Task statement:
Copy every row below character for character, with each line kept as it stands.

* BEGIN Extracted entries *

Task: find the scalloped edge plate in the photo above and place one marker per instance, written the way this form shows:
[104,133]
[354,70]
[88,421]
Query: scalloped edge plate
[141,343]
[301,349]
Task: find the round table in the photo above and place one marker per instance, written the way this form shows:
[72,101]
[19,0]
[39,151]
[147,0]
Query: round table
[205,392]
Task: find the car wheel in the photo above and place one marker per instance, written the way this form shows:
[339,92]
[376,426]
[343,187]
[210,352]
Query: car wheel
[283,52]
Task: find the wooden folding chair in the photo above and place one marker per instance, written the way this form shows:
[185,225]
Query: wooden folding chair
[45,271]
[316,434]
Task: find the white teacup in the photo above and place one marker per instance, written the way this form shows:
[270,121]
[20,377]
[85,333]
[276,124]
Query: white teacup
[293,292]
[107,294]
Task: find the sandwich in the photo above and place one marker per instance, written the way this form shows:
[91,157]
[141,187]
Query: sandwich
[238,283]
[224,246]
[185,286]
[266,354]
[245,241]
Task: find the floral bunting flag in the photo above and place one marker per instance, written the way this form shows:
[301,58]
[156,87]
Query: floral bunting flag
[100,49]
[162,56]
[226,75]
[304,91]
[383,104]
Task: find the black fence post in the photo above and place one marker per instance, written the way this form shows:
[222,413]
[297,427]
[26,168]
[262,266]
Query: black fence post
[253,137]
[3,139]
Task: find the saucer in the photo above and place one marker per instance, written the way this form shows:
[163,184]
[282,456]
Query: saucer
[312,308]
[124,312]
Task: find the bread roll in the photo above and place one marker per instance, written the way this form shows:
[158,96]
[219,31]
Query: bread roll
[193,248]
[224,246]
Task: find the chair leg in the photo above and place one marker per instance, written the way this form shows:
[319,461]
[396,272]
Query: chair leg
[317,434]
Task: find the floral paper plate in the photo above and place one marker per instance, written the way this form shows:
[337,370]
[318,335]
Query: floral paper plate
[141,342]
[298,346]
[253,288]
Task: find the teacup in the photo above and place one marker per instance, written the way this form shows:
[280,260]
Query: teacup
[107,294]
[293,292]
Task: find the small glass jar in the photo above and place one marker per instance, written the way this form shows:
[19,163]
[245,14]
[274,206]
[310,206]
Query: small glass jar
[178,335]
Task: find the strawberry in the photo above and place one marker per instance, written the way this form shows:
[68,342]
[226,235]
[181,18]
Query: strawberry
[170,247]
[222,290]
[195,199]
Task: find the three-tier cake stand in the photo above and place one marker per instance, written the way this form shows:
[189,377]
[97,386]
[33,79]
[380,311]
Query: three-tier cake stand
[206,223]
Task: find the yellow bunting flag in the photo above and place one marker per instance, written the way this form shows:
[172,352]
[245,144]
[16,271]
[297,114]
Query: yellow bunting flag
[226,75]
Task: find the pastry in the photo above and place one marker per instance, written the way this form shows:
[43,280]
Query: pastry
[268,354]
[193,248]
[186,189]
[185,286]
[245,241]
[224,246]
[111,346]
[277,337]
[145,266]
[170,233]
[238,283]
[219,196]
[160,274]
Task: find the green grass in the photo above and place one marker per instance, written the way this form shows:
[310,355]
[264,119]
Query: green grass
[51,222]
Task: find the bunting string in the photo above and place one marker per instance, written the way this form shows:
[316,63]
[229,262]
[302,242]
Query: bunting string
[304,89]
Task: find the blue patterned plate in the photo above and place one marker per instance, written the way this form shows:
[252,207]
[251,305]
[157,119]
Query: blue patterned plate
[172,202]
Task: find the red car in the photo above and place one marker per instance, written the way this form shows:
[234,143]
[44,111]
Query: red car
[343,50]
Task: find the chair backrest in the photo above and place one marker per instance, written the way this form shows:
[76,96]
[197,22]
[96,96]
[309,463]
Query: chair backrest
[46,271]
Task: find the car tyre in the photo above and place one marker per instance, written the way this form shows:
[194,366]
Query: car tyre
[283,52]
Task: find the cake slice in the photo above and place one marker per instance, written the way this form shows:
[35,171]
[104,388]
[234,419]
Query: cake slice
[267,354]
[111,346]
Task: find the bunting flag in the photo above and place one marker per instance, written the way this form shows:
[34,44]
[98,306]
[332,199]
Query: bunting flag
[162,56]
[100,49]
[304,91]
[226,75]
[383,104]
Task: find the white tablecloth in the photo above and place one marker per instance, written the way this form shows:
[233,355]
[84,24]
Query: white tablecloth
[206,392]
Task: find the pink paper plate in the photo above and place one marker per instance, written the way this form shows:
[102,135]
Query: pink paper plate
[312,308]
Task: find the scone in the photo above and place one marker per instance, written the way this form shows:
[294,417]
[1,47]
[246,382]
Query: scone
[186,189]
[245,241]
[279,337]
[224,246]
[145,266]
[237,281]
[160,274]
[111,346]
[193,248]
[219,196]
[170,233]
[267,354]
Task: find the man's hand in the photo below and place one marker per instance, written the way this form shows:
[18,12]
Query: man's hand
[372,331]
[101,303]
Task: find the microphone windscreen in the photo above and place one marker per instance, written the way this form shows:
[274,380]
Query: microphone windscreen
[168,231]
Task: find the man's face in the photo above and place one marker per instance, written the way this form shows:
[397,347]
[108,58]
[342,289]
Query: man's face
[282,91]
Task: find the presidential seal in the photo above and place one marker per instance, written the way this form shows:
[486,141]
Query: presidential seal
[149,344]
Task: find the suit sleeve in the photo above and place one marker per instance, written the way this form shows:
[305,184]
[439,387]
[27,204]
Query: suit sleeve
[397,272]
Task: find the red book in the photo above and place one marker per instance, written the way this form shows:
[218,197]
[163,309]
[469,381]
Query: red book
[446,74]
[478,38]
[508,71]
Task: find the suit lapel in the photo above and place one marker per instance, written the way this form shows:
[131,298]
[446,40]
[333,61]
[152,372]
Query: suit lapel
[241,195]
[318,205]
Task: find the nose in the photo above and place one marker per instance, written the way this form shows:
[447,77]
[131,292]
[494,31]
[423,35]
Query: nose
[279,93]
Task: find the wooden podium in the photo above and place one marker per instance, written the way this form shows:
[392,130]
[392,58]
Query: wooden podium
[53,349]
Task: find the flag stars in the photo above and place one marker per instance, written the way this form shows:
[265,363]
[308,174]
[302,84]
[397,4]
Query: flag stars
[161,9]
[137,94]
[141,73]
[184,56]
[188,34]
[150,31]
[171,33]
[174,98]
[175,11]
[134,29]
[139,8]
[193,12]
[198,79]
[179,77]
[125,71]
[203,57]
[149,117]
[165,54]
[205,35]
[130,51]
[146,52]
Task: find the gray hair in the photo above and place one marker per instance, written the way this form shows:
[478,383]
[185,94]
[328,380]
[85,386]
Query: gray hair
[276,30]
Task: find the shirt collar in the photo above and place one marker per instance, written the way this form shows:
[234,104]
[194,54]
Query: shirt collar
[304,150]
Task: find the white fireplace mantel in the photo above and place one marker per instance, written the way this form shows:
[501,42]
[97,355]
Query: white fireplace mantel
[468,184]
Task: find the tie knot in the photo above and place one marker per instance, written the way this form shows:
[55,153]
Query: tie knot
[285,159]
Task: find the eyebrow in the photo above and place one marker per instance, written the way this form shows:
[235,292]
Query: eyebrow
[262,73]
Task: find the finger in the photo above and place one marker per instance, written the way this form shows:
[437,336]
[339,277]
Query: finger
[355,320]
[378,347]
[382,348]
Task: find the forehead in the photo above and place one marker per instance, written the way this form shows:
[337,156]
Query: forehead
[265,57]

* END Extracted entries *

Output for this exercise:
Task: find the scalloped edge plate in the photo above and place one marker per instance, written the way this form shows:
[104,133]
[354,70]
[88,421]
Query: scalloped edge plate
[141,343]
[301,349]
Task: find the round table in the photo above and place one marker per instance, written the way this form shows:
[72,101]
[19,0]
[39,151]
[147,0]
Query: round table
[205,392]
Task: find the car wheel in the photo above and place one marker per instance, written the way this form shows:
[339,92]
[376,426]
[343,187]
[210,352]
Query: car wheel
[283,52]
Task: find the wooden folding chair in the photo above and place one marker per instance, written the way this form shows:
[185,225]
Query: wooden folding chair
[45,271]
[316,434]
Task: find the white teacup in the photo above and place one marker per instance, written the way this form shows:
[270,121]
[20,377]
[85,333]
[276,124]
Query: white teacup
[293,292]
[107,294]
Task: find the sandwich in the photo above and place one marker per instance, written the way this form shows:
[91,157]
[141,187]
Query: sandwich
[238,283]
[224,246]
[185,286]
[266,354]
[245,241]
Task: find the floral bunting flag in the photo above and place one marker per instance, written the way this form shows:
[301,58]
[156,87]
Query: floral bunting flag
[100,49]
[162,56]
[226,75]
[304,91]
[383,104]
Task: find the black fence post in the photo above and place one marker per instance, written the way this form shows:
[222,413]
[297,427]
[26,168]
[262,266]
Query: black fence post
[253,137]
[3,139]
Task: find the saucer in the photo above and place one marker per instance, written the way this form shows:
[163,184]
[282,456]
Query: saucer
[312,308]
[124,312]
Task: find the bread roll in the photo above and place one marker per instance, written the way this form shows:
[158,96]
[219,31]
Query: bread roll
[193,248]
[224,246]
Task: find the chair leg in the photo above and place one marker per instance, written the way this form shows:
[319,461]
[396,272]
Query: chair leg
[317,434]
Task: find the floral paper plate in the photo above and place one marker per instance, written the way this form shows:
[337,370]
[318,335]
Query: floral paper plate
[141,342]
[298,346]
[253,288]
Task: find the teacup in the photo above and place one marker per instance, written the way this form shows:
[280,260]
Query: teacup
[107,294]
[293,292]
Task: find the small glass jar in the photo above and place one marker per instance, written the way this form shows:
[19,163]
[245,14]
[274,206]
[310,206]
Query: small glass jar
[178,335]
Task: find the strawberry in the photo above and place one marker per instance, written the way this form shows:
[68,342]
[226,235]
[181,18]
Query: strawberry
[170,247]
[222,290]
[195,199]
Task: find the three-tier cake stand in the photo above and place one marker per instance, written the way this form shows:
[189,377]
[97,386]
[33,79]
[380,311]
Query: three-tier cake stand
[206,223]
Task: find the yellow bunting flag in the photo above and place one marker per instance, written the way this form shows:
[172,352]
[245,144]
[16,271]
[297,114]
Query: yellow bunting flag
[226,75]
Task: find the pastry in the photo above and place one marker per instance, written the way this form shows:
[43,280]
Query: pastry
[268,354]
[193,248]
[186,189]
[185,286]
[245,241]
[224,246]
[111,346]
[277,337]
[145,266]
[170,233]
[238,283]
[219,196]
[160,274]
Task: find the green grass in the photo above and place one marker per instance, written the way this form shows:
[310,355]
[264,119]
Query: green grass
[51,222]
Task: find the bunting string in the photo above and place one marker per instance, written the way this form shows:
[316,63]
[229,262]
[302,242]
Query: bunting string
[304,89]
Task: find the blue patterned plate in the photo above and place one marker per instance, written the way this form shows:
[252,207]
[251,305]
[157,119]
Query: blue patterned plate
[172,202]
Task: find the red car in the photo above and place one marker per instance, written the way this form shows:
[234,143]
[44,111]
Query: red car
[343,50]
Task: find the chair backrest in the photo above and place one marker per instance, written the way this form shows:
[76,96]
[197,22]
[96,96]
[309,463]
Query: chair backrest
[46,271]
Task: find the car tyre in the photo above and place one marker per instance, written the way this form shows:
[194,366]
Query: car tyre
[283,52]
Task: find the cake slice in the photo above and place one marker per instance, written the way this form shows:
[35,171]
[104,388]
[234,419]
Query: cake slice
[267,354]
[111,346]
Task: find the bunting flag in the photo above and place one marker per instance, written the way this form shows:
[34,44]
[98,306]
[332,199]
Query: bunting flag
[162,56]
[100,49]
[304,91]
[226,75]
[383,104]
Task: find the white tablecloth in the photo above and place one marker per instance, written the way this form shows:
[233,355]
[84,24]
Query: white tablecloth
[206,392]
Task: find the pink paper plate in the photo above and place one marker per instance, written the way this form shows:
[102,135]
Query: pink paper plate
[312,308]
Task: find the scone in the photo above and place one marker per instance, written the way this form shows:
[294,417]
[1,47]
[246,382]
Query: scone
[186,189]
[245,241]
[279,337]
[224,246]
[145,266]
[237,281]
[160,274]
[111,346]
[193,248]
[219,196]
[170,233]
[267,354]
Task: find the man's hand in the photo below and place one marker per instance, written the way this form shows:
[18,12]
Query: man's hand
[372,331]
[101,303]
Task: find the microphone windscreen in the photo above and place one marker per instance, written the way this form shows:
[274,380]
Query: microphone windscreen
[168,231]
Task: find the man's face in the photo above and place one marker per instance, written the way this form shows:
[397,347]
[108,58]
[342,289]
Query: man's face
[282,91]
Task: find the presidential seal in the photo above and place one marker per instance, written the way this form shows:
[486,141]
Query: presidential seal
[149,344]
Task: find the suit sleeve in the photo above and place one marker per instance, written the way this form shows:
[305,184]
[439,387]
[27,204]
Query: suit sleeve
[397,272]
Task: find the red book in the photo above and place one marker per instance, written the way this form shows:
[218,197]
[163,309]
[469,381]
Query: red book
[446,74]
[478,38]
[508,71]
Task: find the suit lapel in the photo above and place one marker per instance, written the way this form shows:
[131,298]
[446,40]
[333,61]
[152,372]
Query: suit lapel
[241,195]
[318,205]
Task: find the nose in the photo above and place one marker per instance, written the way this form shows:
[447,77]
[131,292]
[494,31]
[423,35]
Query: nose
[279,93]
Task: find the wooden podium in the photo above and place one marker per instance, written the way this form shows:
[392,130]
[392,58]
Query: wooden podium
[53,349]
Task: find the flag stars in the photo above and place one marker per instance, written the way this form shows:
[265,363]
[308,174]
[302,84]
[397,4]
Query: flag stars
[161,9]
[137,94]
[141,73]
[184,56]
[188,34]
[150,31]
[171,33]
[174,98]
[175,11]
[134,29]
[139,8]
[193,12]
[198,79]
[179,77]
[125,71]
[203,57]
[149,117]
[165,54]
[205,35]
[130,51]
[146,52]
Task: find the gray hair in the photo above and place one marker per instance, written the way this form shows:
[478,383]
[185,94]
[328,380]
[85,386]
Query: gray hair
[276,30]
Task: find the shirt collar in the photo above and place one marker per instance, written the way this form shows:
[234,104]
[194,54]
Query: shirt collar
[304,150]
Task: find the white fireplace mantel in the photo above and place one marker per instance, written the way this form shows:
[501,42]
[97,355]
Query: white fireplace mantel
[468,184]
Task: find the tie knot in the photo above and place one marker per instance, written the way this form shows:
[55,153]
Query: tie knot
[285,159]
Task: find the eyebrow in the photo above and place one marker per instance, written the way this form shows:
[235,292]
Query: eyebrow
[262,73]
Task: find the finger in the photo above and place one marker per instance, written the way this form shows:
[437,336]
[339,277]
Query: finger
[355,320]
[378,347]
[382,348]
Task: find the forehead in the photo above and place one marker per instance, written the way this form shows:
[337,156]
Query: forehead
[265,57]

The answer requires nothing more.